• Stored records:
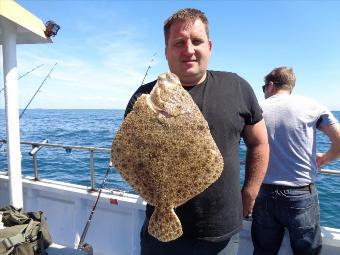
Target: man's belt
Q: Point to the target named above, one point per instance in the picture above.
(284, 187)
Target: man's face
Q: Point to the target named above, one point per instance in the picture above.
(188, 51)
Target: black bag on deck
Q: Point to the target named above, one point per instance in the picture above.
(24, 233)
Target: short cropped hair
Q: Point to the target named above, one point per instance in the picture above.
(283, 77)
(188, 14)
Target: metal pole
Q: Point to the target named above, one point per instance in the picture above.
(35, 167)
(12, 113)
(92, 170)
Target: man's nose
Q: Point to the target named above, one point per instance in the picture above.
(190, 48)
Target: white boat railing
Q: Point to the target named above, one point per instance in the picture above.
(37, 146)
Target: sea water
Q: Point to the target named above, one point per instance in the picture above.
(97, 128)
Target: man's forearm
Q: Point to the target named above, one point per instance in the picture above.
(256, 167)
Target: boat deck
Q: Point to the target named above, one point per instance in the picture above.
(56, 249)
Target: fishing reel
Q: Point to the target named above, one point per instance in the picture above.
(86, 248)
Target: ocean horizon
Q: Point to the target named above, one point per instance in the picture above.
(96, 128)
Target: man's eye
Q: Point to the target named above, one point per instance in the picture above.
(179, 44)
(197, 42)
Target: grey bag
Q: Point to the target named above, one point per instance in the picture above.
(24, 233)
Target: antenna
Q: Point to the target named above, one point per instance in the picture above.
(147, 70)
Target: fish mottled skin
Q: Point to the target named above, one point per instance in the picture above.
(165, 151)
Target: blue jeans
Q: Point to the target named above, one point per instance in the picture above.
(186, 246)
(278, 208)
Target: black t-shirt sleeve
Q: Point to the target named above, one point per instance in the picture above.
(252, 112)
(144, 89)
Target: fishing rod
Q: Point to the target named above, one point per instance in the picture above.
(47, 76)
(85, 246)
(35, 68)
(2, 89)
(147, 70)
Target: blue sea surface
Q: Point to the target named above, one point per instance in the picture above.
(97, 128)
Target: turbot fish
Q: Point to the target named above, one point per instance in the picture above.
(165, 151)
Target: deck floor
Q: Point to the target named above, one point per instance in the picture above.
(56, 249)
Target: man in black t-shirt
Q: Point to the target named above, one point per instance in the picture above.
(211, 220)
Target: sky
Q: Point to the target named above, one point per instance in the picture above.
(104, 48)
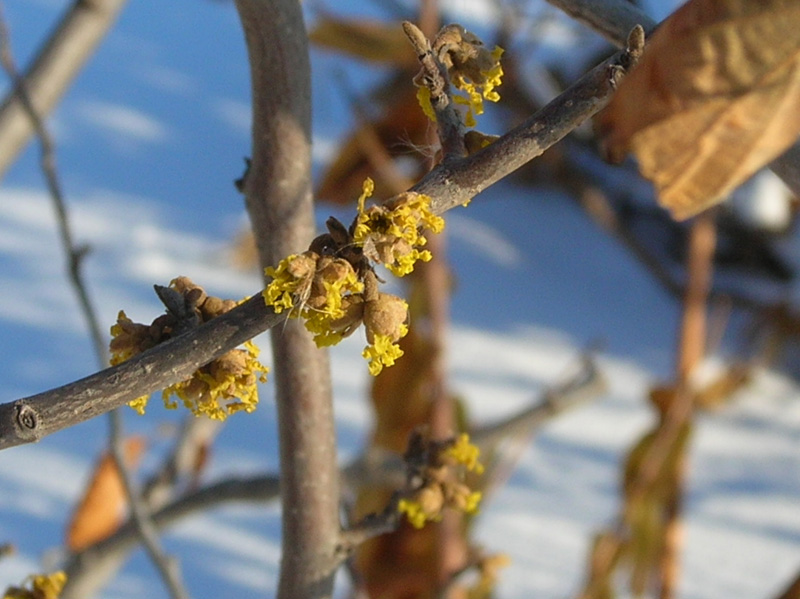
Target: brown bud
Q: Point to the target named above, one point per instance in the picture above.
(303, 265)
(385, 316)
(211, 307)
(353, 306)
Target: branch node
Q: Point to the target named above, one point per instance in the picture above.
(27, 421)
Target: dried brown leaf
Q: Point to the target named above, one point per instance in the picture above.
(102, 509)
(368, 40)
(715, 97)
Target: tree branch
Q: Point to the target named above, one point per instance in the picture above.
(279, 200)
(30, 419)
(613, 19)
(56, 65)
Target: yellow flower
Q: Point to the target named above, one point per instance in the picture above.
(390, 233)
(473, 500)
(280, 292)
(413, 511)
(479, 87)
(223, 387)
(44, 586)
(139, 404)
(464, 452)
(382, 352)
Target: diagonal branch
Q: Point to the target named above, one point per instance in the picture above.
(32, 418)
(166, 567)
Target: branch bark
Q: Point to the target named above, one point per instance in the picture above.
(53, 69)
(279, 201)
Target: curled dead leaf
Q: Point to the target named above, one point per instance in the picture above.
(102, 509)
(715, 97)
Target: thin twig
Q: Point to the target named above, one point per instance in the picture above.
(167, 566)
(612, 19)
(52, 70)
(90, 569)
(74, 253)
(434, 75)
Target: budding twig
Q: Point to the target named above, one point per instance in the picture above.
(434, 77)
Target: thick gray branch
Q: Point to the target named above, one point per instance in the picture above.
(31, 418)
(279, 201)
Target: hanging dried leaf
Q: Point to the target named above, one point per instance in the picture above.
(715, 97)
(368, 40)
(102, 509)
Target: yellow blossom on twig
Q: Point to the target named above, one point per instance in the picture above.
(439, 468)
(390, 233)
(44, 586)
(382, 352)
(464, 452)
(225, 386)
(222, 387)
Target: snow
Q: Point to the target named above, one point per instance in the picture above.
(152, 136)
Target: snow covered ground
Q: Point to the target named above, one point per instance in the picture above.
(150, 139)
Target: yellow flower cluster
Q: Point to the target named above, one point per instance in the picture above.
(465, 453)
(390, 233)
(483, 88)
(333, 287)
(44, 586)
(333, 302)
(225, 386)
(218, 389)
(442, 484)
(473, 69)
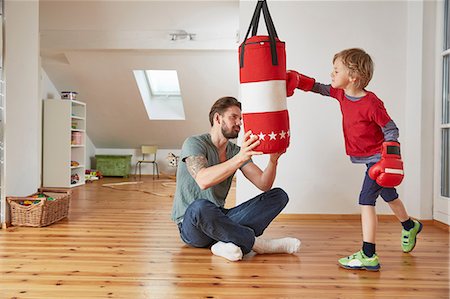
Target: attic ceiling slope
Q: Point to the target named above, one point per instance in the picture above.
(93, 47)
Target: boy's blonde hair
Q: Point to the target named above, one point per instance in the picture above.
(359, 64)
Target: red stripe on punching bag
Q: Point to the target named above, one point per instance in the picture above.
(258, 60)
(272, 129)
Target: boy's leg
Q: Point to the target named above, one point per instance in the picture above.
(204, 224)
(369, 222)
(366, 258)
(411, 228)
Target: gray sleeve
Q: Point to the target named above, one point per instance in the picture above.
(323, 89)
(390, 131)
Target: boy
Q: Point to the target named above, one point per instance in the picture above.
(370, 138)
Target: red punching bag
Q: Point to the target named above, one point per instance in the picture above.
(262, 60)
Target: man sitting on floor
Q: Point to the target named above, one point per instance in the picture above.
(208, 164)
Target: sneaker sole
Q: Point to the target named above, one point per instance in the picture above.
(368, 268)
(420, 229)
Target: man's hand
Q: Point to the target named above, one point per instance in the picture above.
(275, 156)
(250, 142)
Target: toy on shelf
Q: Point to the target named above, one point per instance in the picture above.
(92, 175)
(172, 159)
(74, 179)
(69, 95)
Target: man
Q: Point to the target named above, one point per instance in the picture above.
(204, 176)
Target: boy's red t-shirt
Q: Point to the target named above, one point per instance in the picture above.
(362, 121)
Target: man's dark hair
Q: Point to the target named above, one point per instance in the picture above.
(221, 105)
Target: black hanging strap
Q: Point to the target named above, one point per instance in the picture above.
(262, 5)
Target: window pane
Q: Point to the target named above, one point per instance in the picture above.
(445, 163)
(163, 82)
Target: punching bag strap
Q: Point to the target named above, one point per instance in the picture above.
(262, 5)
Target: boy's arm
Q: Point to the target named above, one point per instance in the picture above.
(296, 80)
(390, 131)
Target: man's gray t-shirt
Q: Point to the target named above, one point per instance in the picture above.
(187, 189)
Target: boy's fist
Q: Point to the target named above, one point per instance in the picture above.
(296, 80)
(292, 78)
(388, 172)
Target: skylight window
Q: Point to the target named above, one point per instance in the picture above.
(161, 94)
(163, 82)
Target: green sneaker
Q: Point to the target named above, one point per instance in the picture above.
(409, 236)
(359, 261)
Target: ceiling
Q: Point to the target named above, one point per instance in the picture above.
(92, 47)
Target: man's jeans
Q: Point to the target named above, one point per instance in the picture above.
(204, 223)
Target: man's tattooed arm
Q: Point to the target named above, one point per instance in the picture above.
(195, 164)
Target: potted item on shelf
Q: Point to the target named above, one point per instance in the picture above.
(69, 95)
(76, 138)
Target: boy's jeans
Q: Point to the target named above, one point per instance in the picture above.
(204, 223)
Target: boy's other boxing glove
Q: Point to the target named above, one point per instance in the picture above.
(388, 172)
(296, 80)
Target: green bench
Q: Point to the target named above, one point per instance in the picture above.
(114, 165)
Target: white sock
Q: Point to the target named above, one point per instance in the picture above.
(283, 245)
(227, 250)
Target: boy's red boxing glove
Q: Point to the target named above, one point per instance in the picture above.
(296, 80)
(388, 172)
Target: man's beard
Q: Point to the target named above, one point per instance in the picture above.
(231, 133)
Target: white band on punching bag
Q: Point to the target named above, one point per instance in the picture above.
(266, 96)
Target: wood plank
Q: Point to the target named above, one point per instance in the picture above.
(120, 243)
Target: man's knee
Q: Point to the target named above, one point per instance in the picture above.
(199, 205)
(280, 195)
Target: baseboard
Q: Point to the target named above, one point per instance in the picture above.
(385, 218)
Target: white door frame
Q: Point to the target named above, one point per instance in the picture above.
(441, 204)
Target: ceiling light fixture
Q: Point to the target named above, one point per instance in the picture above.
(181, 34)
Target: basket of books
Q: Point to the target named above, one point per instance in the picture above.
(40, 209)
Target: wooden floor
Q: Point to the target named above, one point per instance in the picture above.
(122, 244)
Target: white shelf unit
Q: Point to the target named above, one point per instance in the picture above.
(64, 143)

• Problem description: Please return the lines of the stored records above verbatim, beginning at the line that contains "Target: wooden floor" and continuing through the final line of the stored records.

• Written solution:
Target: wooden floor
Q: Point to the target named above, one point per instance in the picture above.
(122, 244)
Target: white shelf unit
Q: Point to the target named above, one point per instance in the picture above.
(64, 143)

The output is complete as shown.